■ Written problem: Change "woman's" to "person's" throughout the items, from the line containing "Report one point per instance of the silver" through the end of the items, and reproduce those lines with everything else unchanged. Leave the pictures out of your answer.
======== The input ========
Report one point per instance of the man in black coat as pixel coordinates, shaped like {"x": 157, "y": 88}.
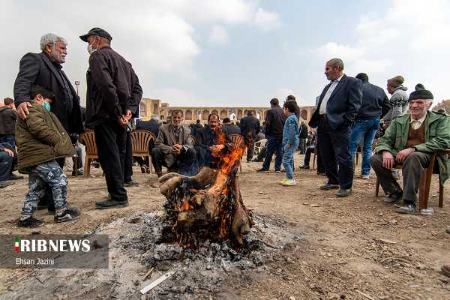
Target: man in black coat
{"x": 230, "y": 128}
{"x": 8, "y": 117}
{"x": 250, "y": 127}
{"x": 274, "y": 124}
{"x": 375, "y": 104}
{"x": 45, "y": 69}
{"x": 112, "y": 91}
{"x": 206, "y": 138}
{"x": 336, "y": 111}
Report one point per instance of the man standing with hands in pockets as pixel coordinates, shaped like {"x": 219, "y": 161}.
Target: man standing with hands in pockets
{"x": 112, "y": 87}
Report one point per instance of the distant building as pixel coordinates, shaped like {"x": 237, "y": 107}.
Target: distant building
{"x": 149, "y": 107}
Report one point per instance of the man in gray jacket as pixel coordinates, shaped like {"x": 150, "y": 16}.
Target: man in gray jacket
{"x": 174, "y": 148}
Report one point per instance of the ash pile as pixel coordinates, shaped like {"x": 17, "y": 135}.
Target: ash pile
{"x": 205, "y": 269}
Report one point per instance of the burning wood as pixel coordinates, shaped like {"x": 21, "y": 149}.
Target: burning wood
{"x": 208, "y": 205}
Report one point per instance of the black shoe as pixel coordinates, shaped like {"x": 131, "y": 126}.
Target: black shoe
{"x": 110, "y": 204}
{"x": 329, "y": 186}
{"x": 30, "y": 223}
{"x": 4, "y": 184}
{"x": 68, "y": 215}
{"x": 130, "y": 183}
{"x": 407, "y": 209}
{"x": 344, "y": 192}
{"x": 393, "y": 197}
{"x": 15, "y": 177}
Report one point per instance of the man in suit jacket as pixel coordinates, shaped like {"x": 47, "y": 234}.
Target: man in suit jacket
{"x": 174, "y": 148}
{"x": 336, "y": 110}
{"x": 45, "y": 69}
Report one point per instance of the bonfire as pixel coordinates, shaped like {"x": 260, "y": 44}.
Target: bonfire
{"x": 209, "y": 205}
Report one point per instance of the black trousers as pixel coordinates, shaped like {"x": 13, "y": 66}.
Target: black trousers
{"x": 128, "y": 168}
{"x": 335, "y": 153}
{"x": 111, "y": 138}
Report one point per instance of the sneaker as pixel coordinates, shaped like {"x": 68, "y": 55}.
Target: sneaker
{"x": 15, "y": 177}
{"x": 289, "y": 182}
{"x": 393, "y": 197}
{"x": 407, "y": 209}
{"x": 78, "y": 172}
{"x": 110, "y": 204}
{"x": 282, "y": 181}
{"x": 4, "y": 184}
{"x": 30, "y": 223}
{"x": 130, "y": 183}
{"x": 344, "y": 192}
{"x": 329, "y": 186}
{"x": 68, "y": 215}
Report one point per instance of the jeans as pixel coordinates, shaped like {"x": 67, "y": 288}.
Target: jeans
{"x": 274, "y": 145}
{"x": 364, "y": 131}
{"x": 288, "y": 160}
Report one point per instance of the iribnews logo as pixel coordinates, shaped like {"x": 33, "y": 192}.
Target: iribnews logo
{"x": 57, "y": 245}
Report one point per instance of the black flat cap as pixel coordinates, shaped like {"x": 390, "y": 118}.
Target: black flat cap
{"x": 96, "y": 31}
{"x": 420, "y": 94}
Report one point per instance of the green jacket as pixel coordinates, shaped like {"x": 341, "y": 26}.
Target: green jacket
{"x": 437, "y": 137}
{"x": 40, "y": 138}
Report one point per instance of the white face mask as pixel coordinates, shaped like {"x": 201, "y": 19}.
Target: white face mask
{"x": 91, "y": 49}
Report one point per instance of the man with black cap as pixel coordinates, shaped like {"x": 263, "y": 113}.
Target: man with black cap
{"x": 411, "y": 140}
{"x": 112, "y": 90}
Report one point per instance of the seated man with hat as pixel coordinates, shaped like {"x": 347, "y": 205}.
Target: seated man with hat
{"x": 174, "y": 148}
{"x": 411, "y": 140}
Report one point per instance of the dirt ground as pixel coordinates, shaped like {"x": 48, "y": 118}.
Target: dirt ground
{"x": 353, "y": 248}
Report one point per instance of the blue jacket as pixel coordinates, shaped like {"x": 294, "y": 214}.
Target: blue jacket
{"x": 343, "y": 105}
{"x": 290, "y": 131}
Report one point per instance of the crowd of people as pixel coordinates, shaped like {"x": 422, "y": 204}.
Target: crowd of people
{"x": 41, "y": 126}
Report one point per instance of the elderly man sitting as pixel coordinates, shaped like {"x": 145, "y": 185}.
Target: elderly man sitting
{"x": 174, "y": 148}
{"x": 411, "y": 140}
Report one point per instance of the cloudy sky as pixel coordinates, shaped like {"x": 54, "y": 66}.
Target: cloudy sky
{"x": 237, "y": 52}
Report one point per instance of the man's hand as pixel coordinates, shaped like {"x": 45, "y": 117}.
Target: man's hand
{"x": 216, "y": 148}
{"x": 9, "y": 152}
{"x": 22, "y": 110}
{"x": 402, "y": 155}
{"x": 388, "y": 160}
{"x": 176, "y": 149}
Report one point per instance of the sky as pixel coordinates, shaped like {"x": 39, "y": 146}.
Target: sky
{"x": 238, "y": 52}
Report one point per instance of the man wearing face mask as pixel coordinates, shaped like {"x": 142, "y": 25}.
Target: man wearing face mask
{"x": 45, "y": 69}
{"x": 112, "y": 91}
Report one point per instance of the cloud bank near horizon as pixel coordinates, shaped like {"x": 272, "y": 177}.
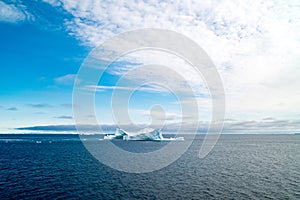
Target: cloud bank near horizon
{"x": 254, "y": 44}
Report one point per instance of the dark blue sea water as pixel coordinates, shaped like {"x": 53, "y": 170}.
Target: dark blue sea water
{"x": 239, "y": 167}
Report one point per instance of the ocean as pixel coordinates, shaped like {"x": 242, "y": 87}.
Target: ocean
{"x": 53, "y": 166}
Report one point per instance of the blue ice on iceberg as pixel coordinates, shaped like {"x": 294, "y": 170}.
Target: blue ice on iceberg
{"x": 147, "y": 134}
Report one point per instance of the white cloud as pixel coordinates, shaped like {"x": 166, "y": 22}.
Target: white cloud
{"x": 13, "y": 14}
{"x": 254, "y": 44}
{"x": 67, "y": 79}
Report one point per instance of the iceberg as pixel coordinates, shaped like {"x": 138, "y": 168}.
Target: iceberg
{"x": 147, "y": 134}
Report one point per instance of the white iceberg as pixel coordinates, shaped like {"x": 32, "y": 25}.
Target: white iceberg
{"x": 147, "y": 134}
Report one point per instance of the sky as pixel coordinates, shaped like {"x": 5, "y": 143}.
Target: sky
{"x": 255, "y": 46}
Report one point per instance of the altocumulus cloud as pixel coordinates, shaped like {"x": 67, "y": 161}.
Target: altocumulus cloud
{"x": 13, "y": 14}
{"x": 254, "y": 44}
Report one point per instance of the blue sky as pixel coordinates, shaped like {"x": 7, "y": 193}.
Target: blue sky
{"x": 254, "y": 45}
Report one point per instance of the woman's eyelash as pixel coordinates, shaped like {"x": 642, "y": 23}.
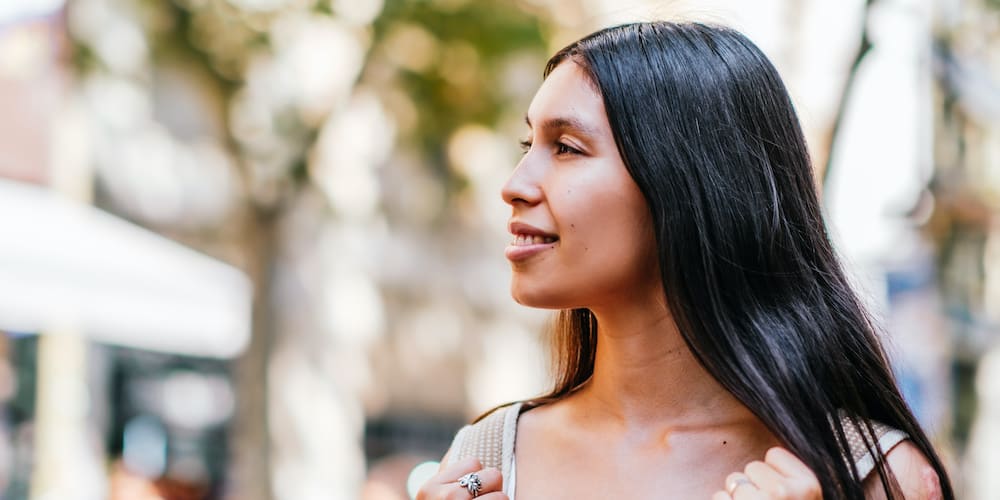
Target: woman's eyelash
{"x": 561, "y": 148}
{"x": 564, "y": 149}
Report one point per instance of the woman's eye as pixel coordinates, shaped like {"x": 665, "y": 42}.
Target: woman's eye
{"x": 562, "y": 149}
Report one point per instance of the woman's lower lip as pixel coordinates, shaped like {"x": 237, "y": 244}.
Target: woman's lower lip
{"x": 520, "y": 252}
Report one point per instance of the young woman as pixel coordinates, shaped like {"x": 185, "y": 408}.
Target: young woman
{"x": 708, "y": 344}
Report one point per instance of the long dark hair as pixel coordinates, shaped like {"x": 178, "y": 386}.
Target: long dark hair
{"x": 708, "y": 132}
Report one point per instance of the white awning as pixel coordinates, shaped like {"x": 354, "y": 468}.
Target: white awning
{"x": 69, "y": 266}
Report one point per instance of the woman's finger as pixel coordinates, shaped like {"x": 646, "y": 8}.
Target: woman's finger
{"x": 766, "y": 478}
{"x": 741, "y": 487}
{"x": 800, "y": 481}
{"x": 496, "y": 495}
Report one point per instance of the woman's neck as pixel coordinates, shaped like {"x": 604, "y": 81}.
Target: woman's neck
{"x": 645, "y": 374}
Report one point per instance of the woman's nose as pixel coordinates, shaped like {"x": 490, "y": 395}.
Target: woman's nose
{"x": 522, "y": 186}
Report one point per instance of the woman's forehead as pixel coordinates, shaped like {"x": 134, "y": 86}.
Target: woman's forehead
{"x": 567, "y": 100}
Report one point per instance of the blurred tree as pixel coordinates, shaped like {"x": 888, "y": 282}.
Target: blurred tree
{"x": 226, "y": 100}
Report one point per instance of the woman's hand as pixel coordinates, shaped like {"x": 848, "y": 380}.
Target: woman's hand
{"x": 780, "y": 476}
{"x": 445, "y": 485}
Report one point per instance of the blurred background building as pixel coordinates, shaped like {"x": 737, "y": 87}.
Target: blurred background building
{"x": 252, "y": 249}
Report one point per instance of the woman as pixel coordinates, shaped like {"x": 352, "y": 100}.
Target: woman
{"x": 708, "y": 344}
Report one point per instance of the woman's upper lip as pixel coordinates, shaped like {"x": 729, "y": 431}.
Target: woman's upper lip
{"x": 518, "y": 227}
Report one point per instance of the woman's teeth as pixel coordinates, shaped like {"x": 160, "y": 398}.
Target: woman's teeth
{"x": 527, "y": 239}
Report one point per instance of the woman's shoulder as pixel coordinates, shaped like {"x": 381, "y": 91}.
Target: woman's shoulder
{"x": 490, "y": 438}
{"x": 916, "y": 477}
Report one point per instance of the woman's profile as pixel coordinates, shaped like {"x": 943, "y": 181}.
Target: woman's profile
{"x": 708, "y": 343}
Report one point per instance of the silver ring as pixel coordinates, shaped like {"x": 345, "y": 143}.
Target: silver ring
{"x": 472, "y": 483}
{"x": 736, "y": 483}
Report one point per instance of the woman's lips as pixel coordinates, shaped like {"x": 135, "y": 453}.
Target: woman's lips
{"x": 527, "y": 245}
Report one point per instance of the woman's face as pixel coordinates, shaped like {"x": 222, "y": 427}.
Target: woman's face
{"x": 582, "y": 234}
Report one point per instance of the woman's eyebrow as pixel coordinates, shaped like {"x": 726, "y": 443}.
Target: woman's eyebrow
{"x": 566, "y": 123}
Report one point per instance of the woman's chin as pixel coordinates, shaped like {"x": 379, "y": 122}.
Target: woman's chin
{"x": 538, "y": 298}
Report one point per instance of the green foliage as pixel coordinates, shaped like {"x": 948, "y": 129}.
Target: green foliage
{"x": 494, "y": 29}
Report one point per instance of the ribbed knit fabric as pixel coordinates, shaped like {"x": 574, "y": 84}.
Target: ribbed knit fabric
{"x": 491, "y": 440}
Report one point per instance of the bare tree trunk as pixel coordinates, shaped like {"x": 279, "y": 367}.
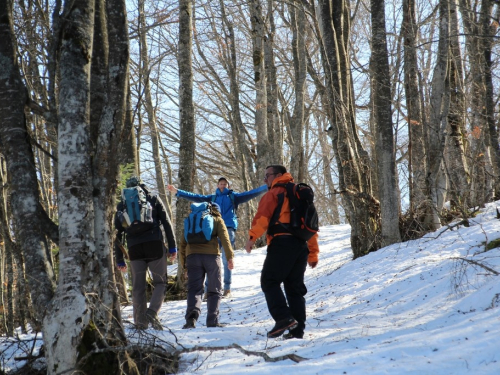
========
■ Complete response:
Report one point per instance of the silver ring as pixel coordinates, shaped like {"x": 345, "y": 143}.
Target: silver ring
{"x": 472, "y": 483}
{"x": 736, "y": 483}
Report one point per instance of the person's lips as pixel coordinates, shaped like {"x": 135, "y": 453}.
Target: person's lips
{"x": 527, "y": 245}
Report one point per instance of the person's face as pixel coordinates, shaped like {"x": 222, "y": 427}.
Target: person's face
{"x": 582, "y": 234}
Report one point per instance of the person's eyebrow as pixel coordinates, shaped like {"x": 726, "y": 443}.
Target: person's eyebrow
{"x": 566, "y": 123}
Report one point per instance of the person's chin as pixel coordinates, shaped like {"x": 379, "y": 122}.
Target: person's chin
{"x": 538, "y": 298}
Report one point per instance of the green foliage as pixel coordinates, shaped like {"x": 948, "y": 129}.
Target: green foliage
{"x": 494, "y": 29}
Report one point per instance of the ribbed knit fabric as pixel coordinates, shaped like {"x": 574, "y": 84}.
Target: ribbed knit fabric
{"x": 491, "y": 440}
Report one point per instance of the bare tree trunk as pixel coordinates, shaped like {"x": 279, "y": 367}.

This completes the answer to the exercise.